◆ Records supplied ◆
::::::

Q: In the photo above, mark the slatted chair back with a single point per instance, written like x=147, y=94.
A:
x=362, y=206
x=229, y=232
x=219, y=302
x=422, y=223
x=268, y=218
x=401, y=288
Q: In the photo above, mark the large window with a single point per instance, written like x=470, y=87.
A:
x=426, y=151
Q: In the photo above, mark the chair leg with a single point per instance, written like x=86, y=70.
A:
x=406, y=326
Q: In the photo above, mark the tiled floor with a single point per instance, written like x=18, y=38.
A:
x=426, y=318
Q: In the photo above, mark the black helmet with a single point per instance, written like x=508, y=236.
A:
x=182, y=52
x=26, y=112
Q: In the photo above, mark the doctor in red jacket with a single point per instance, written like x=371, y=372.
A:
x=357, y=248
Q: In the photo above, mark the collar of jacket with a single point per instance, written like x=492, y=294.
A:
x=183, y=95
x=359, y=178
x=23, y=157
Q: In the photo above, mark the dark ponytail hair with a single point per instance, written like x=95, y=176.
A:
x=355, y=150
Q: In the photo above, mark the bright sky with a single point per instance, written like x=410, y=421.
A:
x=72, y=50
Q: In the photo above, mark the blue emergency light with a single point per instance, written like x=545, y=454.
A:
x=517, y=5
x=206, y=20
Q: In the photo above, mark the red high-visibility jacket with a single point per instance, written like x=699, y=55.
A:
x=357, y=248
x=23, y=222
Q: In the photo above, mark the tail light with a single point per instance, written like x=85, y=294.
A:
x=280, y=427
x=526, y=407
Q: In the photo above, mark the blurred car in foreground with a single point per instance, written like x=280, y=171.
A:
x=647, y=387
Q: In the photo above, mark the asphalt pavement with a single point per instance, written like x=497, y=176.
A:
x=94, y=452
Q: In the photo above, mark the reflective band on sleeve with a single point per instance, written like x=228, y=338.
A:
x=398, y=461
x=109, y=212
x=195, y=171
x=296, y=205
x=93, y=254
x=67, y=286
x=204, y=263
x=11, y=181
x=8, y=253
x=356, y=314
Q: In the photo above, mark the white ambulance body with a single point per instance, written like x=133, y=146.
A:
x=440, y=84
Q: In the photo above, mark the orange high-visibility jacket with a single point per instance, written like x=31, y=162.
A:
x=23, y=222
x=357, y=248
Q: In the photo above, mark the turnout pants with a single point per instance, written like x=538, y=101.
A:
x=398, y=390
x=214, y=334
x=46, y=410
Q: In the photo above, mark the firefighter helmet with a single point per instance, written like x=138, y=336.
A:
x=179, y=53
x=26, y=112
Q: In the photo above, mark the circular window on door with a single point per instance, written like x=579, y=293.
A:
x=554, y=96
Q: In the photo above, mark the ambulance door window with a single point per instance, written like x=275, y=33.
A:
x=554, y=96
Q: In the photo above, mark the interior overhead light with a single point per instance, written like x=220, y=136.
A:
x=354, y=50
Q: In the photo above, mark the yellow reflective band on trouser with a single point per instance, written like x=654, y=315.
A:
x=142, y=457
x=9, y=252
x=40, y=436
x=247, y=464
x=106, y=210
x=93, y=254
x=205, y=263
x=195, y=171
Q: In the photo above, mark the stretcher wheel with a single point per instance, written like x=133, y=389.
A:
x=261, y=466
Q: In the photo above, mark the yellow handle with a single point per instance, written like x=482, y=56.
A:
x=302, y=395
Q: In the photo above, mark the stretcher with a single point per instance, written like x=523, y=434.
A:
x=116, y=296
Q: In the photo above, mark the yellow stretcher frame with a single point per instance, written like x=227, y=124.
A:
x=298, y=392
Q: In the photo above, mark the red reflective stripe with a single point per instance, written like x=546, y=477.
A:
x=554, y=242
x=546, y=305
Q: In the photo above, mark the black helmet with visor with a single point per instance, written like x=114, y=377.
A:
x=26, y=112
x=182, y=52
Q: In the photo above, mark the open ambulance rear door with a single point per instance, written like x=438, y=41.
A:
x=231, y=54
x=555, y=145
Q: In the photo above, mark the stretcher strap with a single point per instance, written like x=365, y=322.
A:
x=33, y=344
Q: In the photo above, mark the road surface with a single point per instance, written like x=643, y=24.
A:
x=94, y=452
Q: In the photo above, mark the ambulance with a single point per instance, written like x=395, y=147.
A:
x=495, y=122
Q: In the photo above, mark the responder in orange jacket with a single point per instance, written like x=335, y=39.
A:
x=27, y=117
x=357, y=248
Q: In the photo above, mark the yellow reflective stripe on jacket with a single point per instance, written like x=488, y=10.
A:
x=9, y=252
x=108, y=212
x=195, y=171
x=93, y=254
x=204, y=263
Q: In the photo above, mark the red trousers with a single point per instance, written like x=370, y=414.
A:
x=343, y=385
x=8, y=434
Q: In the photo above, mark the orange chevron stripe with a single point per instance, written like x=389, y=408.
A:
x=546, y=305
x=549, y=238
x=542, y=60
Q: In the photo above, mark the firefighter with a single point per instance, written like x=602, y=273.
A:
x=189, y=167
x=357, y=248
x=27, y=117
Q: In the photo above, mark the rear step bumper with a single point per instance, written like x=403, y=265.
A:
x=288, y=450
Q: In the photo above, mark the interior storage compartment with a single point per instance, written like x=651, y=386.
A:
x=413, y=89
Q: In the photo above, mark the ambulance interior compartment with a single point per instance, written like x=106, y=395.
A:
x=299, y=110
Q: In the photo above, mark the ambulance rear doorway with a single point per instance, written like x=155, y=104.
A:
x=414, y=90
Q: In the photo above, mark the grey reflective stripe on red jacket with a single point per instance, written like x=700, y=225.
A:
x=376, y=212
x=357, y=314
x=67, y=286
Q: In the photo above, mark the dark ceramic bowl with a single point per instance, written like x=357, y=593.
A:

::::::

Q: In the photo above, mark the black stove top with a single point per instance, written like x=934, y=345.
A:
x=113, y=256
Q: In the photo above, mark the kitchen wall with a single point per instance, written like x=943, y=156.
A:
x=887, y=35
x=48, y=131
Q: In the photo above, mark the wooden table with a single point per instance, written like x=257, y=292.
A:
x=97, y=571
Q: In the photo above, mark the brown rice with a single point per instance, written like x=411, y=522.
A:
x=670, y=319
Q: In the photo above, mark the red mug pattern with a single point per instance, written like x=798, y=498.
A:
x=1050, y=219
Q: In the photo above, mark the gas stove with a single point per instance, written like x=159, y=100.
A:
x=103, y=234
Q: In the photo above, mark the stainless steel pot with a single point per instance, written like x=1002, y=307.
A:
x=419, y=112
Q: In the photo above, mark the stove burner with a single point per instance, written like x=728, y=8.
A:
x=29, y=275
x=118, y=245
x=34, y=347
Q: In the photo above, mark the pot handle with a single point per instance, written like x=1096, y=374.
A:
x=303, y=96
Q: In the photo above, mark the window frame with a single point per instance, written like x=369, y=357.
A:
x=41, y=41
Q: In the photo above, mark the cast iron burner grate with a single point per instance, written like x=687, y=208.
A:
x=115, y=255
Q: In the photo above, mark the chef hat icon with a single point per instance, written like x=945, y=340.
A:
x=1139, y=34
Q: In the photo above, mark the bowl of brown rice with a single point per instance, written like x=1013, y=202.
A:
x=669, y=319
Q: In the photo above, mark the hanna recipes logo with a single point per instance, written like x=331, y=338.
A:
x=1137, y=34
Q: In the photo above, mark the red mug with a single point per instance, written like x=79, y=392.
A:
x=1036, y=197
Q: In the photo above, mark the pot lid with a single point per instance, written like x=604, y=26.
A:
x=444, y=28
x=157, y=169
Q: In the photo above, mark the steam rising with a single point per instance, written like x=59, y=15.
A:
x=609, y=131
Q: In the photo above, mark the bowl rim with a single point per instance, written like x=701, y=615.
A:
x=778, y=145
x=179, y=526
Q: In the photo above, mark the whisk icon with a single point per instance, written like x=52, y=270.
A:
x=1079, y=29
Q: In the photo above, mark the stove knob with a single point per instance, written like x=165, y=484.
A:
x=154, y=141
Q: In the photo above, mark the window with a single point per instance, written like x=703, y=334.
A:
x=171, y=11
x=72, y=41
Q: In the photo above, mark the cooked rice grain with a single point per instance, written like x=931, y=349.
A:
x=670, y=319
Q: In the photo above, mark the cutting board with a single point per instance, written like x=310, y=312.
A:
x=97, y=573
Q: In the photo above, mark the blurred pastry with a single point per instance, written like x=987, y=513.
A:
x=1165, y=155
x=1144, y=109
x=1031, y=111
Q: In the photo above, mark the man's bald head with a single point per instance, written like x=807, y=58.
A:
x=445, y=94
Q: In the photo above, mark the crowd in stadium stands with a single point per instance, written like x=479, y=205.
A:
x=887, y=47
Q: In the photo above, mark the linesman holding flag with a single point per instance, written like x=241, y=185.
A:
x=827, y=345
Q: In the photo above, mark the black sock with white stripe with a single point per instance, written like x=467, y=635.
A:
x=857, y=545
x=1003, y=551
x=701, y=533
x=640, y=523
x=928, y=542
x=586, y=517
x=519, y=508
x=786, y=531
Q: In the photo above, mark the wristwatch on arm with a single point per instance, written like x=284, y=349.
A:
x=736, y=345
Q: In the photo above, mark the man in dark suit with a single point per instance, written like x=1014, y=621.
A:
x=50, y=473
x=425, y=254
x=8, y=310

::::::

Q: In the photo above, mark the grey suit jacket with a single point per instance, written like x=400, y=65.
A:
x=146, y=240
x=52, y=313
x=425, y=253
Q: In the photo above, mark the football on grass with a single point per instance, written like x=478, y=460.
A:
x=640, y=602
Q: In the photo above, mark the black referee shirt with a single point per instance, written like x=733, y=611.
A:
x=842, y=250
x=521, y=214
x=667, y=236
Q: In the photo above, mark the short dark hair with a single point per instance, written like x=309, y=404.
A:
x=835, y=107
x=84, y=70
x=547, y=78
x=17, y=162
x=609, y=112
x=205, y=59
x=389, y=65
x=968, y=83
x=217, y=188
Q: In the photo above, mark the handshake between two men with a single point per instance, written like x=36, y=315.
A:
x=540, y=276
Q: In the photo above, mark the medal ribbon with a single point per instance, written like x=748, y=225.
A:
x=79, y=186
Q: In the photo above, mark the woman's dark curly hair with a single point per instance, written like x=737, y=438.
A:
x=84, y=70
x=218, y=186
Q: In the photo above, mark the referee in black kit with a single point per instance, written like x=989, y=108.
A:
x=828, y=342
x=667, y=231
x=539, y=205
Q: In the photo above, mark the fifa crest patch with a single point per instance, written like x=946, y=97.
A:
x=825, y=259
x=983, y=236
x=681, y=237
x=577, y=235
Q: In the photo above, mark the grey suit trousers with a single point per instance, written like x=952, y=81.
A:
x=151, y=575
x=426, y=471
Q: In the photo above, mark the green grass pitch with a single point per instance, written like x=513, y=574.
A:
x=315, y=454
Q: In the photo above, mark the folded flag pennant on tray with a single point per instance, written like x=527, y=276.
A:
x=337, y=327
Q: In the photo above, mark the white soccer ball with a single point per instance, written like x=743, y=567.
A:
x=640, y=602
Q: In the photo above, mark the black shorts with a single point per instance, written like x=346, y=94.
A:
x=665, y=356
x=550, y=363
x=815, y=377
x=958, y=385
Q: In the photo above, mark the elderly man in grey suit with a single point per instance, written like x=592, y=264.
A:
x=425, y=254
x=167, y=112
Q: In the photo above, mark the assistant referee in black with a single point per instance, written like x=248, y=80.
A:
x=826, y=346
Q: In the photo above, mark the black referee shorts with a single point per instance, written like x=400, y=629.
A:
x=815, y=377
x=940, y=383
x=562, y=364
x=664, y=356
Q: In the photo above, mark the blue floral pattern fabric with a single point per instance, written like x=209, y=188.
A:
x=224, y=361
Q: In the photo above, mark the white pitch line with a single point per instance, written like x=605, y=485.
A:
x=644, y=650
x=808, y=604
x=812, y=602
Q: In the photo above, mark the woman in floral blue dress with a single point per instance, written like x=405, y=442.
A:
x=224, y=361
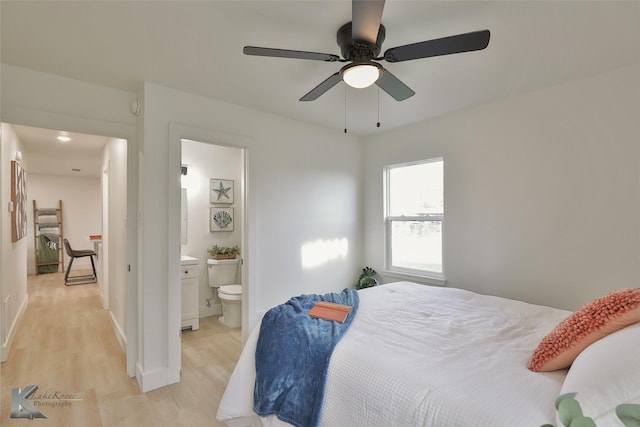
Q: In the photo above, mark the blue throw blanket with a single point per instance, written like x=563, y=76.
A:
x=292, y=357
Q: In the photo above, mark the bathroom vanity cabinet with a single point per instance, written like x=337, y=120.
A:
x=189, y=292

::::::

Repeat the lines exactly, from the line that contains "Q: In the photo above, mark the tiled" up to and including the line that contains "x=46, y=410".

◆ Exercise solution ◆
Q: In the photo above, mark the tiled floor with a single point per instance, written like x=18, y=38.
A:
x=426, y=318
Q: In the photo above, mark the black helmet with a single point per instance, written like x=508, y=236.
A:
x=182, y=52
x=26, y=112
Q: In the photo above, mark the doctor in red jacket with a single point per instance, written like x=371, y=372.
A:
x=357, y=248
Q: In the photo above, mark the collar of jacket with a single point per instance, written like x=492, y=294.
A:
x=183, y=95
x=359, y=178
x=23, y=157
Q: In the photo above, mark the dark ponytail hair with a single point per instance, written like x=95, y=176.
A:
x=355, y=150
Q: In the photo above, mark the bright sky with a single point per instance, written like x=410, y=421.
A:
x=72, y=50
Q: In the photo above, mark the blue emergency light with a single point per instance, written like x=545, y=454.
A:
x=517, y=5
x=206, y=20
Q: In the photo above, mark the red high-visibility jacket with a single point per instance, written like x=699, y=55.
A:
x=357, y=248
x=23, y=222
Q: In the photo above, mark the tail light with a single point per instance, written like x=85, y=294.
A:
x=280, y=427
x=526, y=407
Q: In the photo above, mark the blurred car in foreground with a single point per instance, written like x=280, y=171.
A:
x=647, y=387
Q: In the photo above, mark the asphalt pavement with a single point per instance, written like x=497, y=176.
A:
x=94, y=452
Q: In the photo above, mark the reflective band on sleeve with a single point per instance, written like x=228, y=338.
A:
x=398, y=461
x=109, y=212
x=195, y=171
x=296, y=205
x=93, y=254
x=67, y=286
x=204, y=263
x=11, y=181
x=8, y=253
x=356, y=314
Q: In the photo above, mark the white ambulance body with a single point per instance, written like x=133, y=146.
A:
x=440, y=84
Q: In the photo above, mark the orange high-visibility jacket with a single point per instance, written like x=31, y=162.
A:
x=23, y=222
x=357, y=248
Q: In the photo above, mark the turnout pants with a single point per instance, written like x=538, y=101.
A:
x=398, y=390
x=214, y=334
x=46, y=410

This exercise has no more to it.